= SUPPLIED PASSAGE =

I don’t have the time to write a five thousand word essay on the use of student evaluations at Williams. So, why don’t the rest of you do it!? We have many faculty readers with firsthand experience, both with respect to their own evaluations and with the use of evaluations in promotion and tenure decisions. Please, educate us. I will start with some quotes and commentary. (Related topics include grade inflation.)

Ken Thomas ’93 asks:

For statisticians and all: given the sample size, what’s the p factor (statistical relevance or reliability) for student evaluation forms? Would any quantitative social scientist– much less “hard” scientist– accept them as having any “value” at all?

Yes. Although I have never worked with this data myself, I have read some of the literature and talked with those that do. There is a great deal of “reliability” in the data, meaning that professors who have good ratings this year will tend to have good ratings next year. Imagine that you ranked the 200 faculty at Williams by their average student evaluation from 2004–2008. Compare that ranking with one created from the data for 2009–2013. The two sets of ranks would be highly correlated. (I don’t have a good sense of the magnitude, but I would be surprised if it were anything less than 50% and probably more like 80%.) I think that this especially true at the tails of the distribution. Look at the 20 professors with the highest ratings in the past. They will be highly rated going forward as well.

Professor James McAllister writes:

Just a very brief note about the general issue of grades and student evaluations since the general level of ignorance about this issue is high (I have absolutely no info or knowledge about any of the particular cases being discussed in the NY Times article). This idea that someone can get tenure and great student evaluations by giving out high grades is totally false. At Williams all students are asked to give their “expected grade” and indicate the level of difficulty of the class and how hard they worked in the class. A professor who received glowing recommendations from students who all expected to receive A’s in the class would be very suspect and told to toughen up standards. A professor who received bad teaching evaluations but who had students who all expected to receive C’s and felt they were overworked would be praised for his/her high standards and would be cut much slack for his/her grading practices. The idea that grades/workload are not considered in relation to teaching scores is simply a myth. More importantly, it is well established that Williams students do not reward professors who give out easy grades and assign little or no work; those are exactly the profs who often do badly on their SCS forms.

= DATA SEGMENT =

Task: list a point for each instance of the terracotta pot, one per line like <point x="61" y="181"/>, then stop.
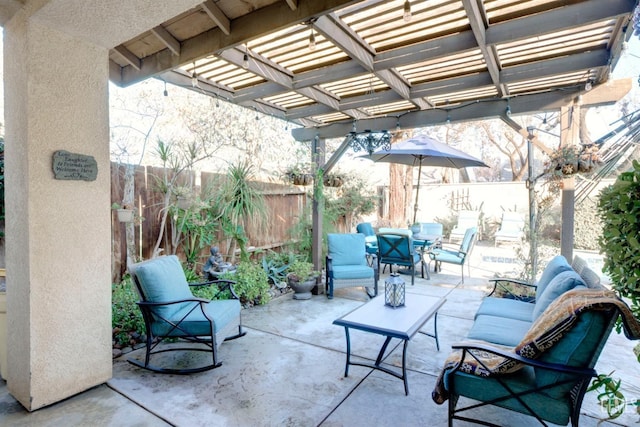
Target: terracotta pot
<point x="302" y="289"/>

= WHAT THE EXERCISE ASKS =
Please copy word for word the part of the post on student evaluations above that opens with the words containing "I don’t have the" and closes with "include grade inflation.)".

= CORRECT OUTPUT =
I don’t have the time to write a five thousand word essay on the use of student evaluations at Williams. So, why don’t the rest of you do it!? We have many faculty readers with firsthand experience, both with respect to their own evaluations and with the use of evaluations in promotion and tenure decisions. Please, educate us. I will start with some quotes and commentary. (Related topics include grade inflation.)